Textausschnitt =>
══════

Cloudflare hat eine Cloud-Computing-Plattform mit der Bezeichnung Workers. Anders als praktisch jede andere Cloud-Computing-Plattform, die mir bekannt ist, benutzt sie keine Container oder virtuelle Maschinen. Wir glauben, dass hierin die Zukunft von serverlosem Computing und Cloud-Computing insgesamt liegt, und ich werde versuchen, Ihnen überzeugend darzulegen, warum das so ist.

Isolates

Vor zwei Jahren hatten wir ein Problem. Die Anzahl der Funktionen und Optionen, die wir intern entwickeln konnten, war begrenzt, und wir mussten für Kunden eine Möglichkeit schaffen, sie selbst zu erstellen. Wir machten uns auf die Suche nach einem Weg, es Nutzern zu ermöglichen, auf unseren rund um die Welt aufgestellten Servern Code zu schreiben (wir hatten damals etwas über 100 Datenzentren, derzeit sind es 155). Unser System musste nicht vertrauenswürdigen Code mit wenig Overhead sicher ausführen können. Wir sitzen vor zehn Millionen Websites und verarbeiten Millionen und Abermillionen Anfragen pro Sekunde, also musste es auch sehr, sehr schnell laufen.

Die Lua-Entwicklungsumgebung, die wir vorher hatten, lief nicht in einer Sandbox. Kunden konnten ihren eigenen Code nicht ohne unsere Aufsicht schreiben. Herkömmliche Virtualisierungs- und Container-Technologien wie Kubernetes wären für alle Beteiligten außerordentlich kostspielig gewesen. Der Betrieb Tausender Kubernetes-Pods an einem einzigen Standort wäre ressourcenintensiv, und an 155 Standorten wäre es noch schlimmer. Sie zu skalieren wäre einfacher als ganz ohne Verwaltungssystem, es wäre aber trotzdem alles andere als trivial.

══════

Bereitgestellte Angaben =>
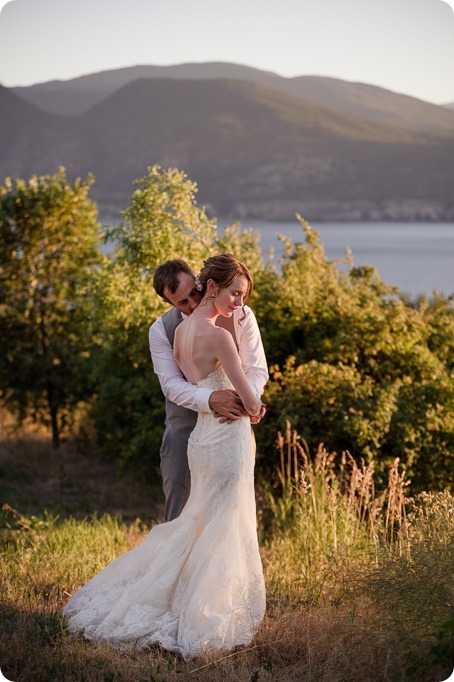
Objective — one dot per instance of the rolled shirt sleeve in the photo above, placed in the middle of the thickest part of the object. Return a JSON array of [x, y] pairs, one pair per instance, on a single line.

══════

Zu bearbeitende Aufgaben =>
[a] Übersetzen Sie diesen Satz aus dem Textausschnitt ins Englische: „Kunden konnten ihren eigenen Code nicht ohne unsere Aufsicht schreiben.“
[b] Ändern Sie im Textausschnitt die Passage von "Cloudflare hat eine" bis "das so ist.", indem Sie "Cloud-Computing-Plattform" durch "Rechenplattform" ersetzen, und geben Sie die Passage vollständig wieder.
Stützen Sie sich dabei ausschließlich auf den Textausschnitt.

Lösungen =>
[a] Customers could not write their own code without our supervision.

[b]
Cloudflare hat eine Rechenplattform mit der Bezeichnung Workers. Anders als praktisch jede andere Rechenplattform, die mir bekannt ist, benutzt sie keine Container oder virtuelle Maschinen. Wir glauben, dass hierin die Zukunft von serverlosem Computing und Cloud-Computing insgesamt liegt, und ich werde versuchen, Ihnen überzeugend darzulegen, warum das so ist.